_Task item_. Each entry is to be retyped exactly as it stands.

(Entries taken from a collection)
^^^^

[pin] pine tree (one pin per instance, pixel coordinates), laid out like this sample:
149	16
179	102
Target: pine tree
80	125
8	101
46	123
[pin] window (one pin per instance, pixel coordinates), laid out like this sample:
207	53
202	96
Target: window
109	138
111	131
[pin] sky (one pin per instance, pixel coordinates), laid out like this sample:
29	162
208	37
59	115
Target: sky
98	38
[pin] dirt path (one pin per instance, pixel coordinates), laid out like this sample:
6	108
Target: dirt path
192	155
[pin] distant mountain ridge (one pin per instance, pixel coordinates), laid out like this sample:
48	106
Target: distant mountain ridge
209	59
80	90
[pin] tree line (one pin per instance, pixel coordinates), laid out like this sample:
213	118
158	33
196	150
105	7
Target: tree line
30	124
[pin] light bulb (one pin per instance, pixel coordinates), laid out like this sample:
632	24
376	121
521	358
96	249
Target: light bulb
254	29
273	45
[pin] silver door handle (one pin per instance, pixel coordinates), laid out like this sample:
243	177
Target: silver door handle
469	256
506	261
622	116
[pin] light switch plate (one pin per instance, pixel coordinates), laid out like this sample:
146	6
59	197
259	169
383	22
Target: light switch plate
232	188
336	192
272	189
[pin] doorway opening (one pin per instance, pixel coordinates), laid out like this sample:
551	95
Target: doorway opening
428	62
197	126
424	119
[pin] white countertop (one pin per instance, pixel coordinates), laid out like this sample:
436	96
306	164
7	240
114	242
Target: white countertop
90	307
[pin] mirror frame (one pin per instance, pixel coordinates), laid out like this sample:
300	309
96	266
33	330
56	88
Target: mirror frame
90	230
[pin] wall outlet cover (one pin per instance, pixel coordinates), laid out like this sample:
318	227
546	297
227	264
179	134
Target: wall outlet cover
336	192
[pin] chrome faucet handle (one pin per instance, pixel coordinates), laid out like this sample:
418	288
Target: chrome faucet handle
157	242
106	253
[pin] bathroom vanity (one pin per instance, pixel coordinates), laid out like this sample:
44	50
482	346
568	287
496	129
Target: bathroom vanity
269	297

^^^^

_Result of this exercise_.
[pin] pine tree (one pin per instance, pixel coordinates), laid out like this sample:
149	16
179	102
Target: pine tree
80	125
8	101
46	123
[pin] window (one pin per instance, pixel coordinates), laid out like this sample:
207	53
202	96
Target: window
109	138
111	131
[pin] sky (one pin per instance, pixel coordinates), laid out like this sample:
29	162
208	37
59	115
Target: sky
98	38
[pin] dirt path (one pin per instance, pixel coordinates), laid out like this sample:
6	108
Target: dirt path
192	155
[pin] distant mountain ridge (one pin per instance, pixel coordinates), laid out like this sample:
48	106
Target: distant mountain ridge
209	59
80	90
[pin] tree line (one pin per instance, pixel coordinates), laid out like this sample:
213	118
158	33
196	150
105	7
Target: tree line
30	124
[pin] light bulb (one pin per instance, pixel coordinates), laid out like this sample:
632	24
376	121
521	358
96	249
Target: light bulb
254	29
273	45
[pin] silver door handle (one pin per instance, pixel coordinates), laid out like this sample:
243	177
Target: silver door handle
469	256
506	261
622	116
[pin] light switch plate (one pin per instance, pixel coordinates), laid out like this sample:
146	6
59	197
259	169
383	22
Target: light switch plate
232	188
336	192
272	189
[pin] doorway opening (one pin per instance, pixel coordinates), laid out like this sample:
551	95
Target: doorway opening
428	62
197	126
424	119
[pin] white countertop (one pin per instance, pixel coordinates), laid out like this sample:
436	96
306	164
7	240
114	242
Target: white countertop
90	307
[pin] mirror frame (one pin per instance, pixel coordinates), laid out like this sample:
300	309
96	266
33	330
56	88
Target: mirror frame
90	230
[pin] wall outlet cover (one pin per instance, pixel coordinates), laid out like this sample:
318	227
546	297
227	264
179	134
Target: wall outlet cover
336	192
[pin] chrome faucet handle (one pin per instance, pixel coordinates), laid out like this sample:
418	288
Target: chrome faucet handle
157	242
106	253
[pin] bathroom vanity (one pin per instance, pixel coordinates), laid out like this sample:
44	50
482	346
568	287
496	129
Target: bathroom vanity
269	297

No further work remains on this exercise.